Please reproduce every entry, keeping each one exact.

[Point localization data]
################
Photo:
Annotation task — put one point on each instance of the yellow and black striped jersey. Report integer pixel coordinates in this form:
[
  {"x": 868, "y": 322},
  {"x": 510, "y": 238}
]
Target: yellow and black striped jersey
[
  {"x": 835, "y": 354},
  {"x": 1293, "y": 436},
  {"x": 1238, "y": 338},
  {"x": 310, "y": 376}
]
################
- Written response:
Photo:
Annotation task — put one point on each instance of the yellow and black striped jersey. Report integer pixel coordinates in this form:
[
  {"x": 868, "y": 322},
  {"x": 510, "y": 238}
]
Target: yellow and black striped jersey
[
  {"x": 835, "y": 354},
  {"x": 1293, "y": 436},
  {"x": 1238, "y": 338},
  {"x": 310, "y": 376}
]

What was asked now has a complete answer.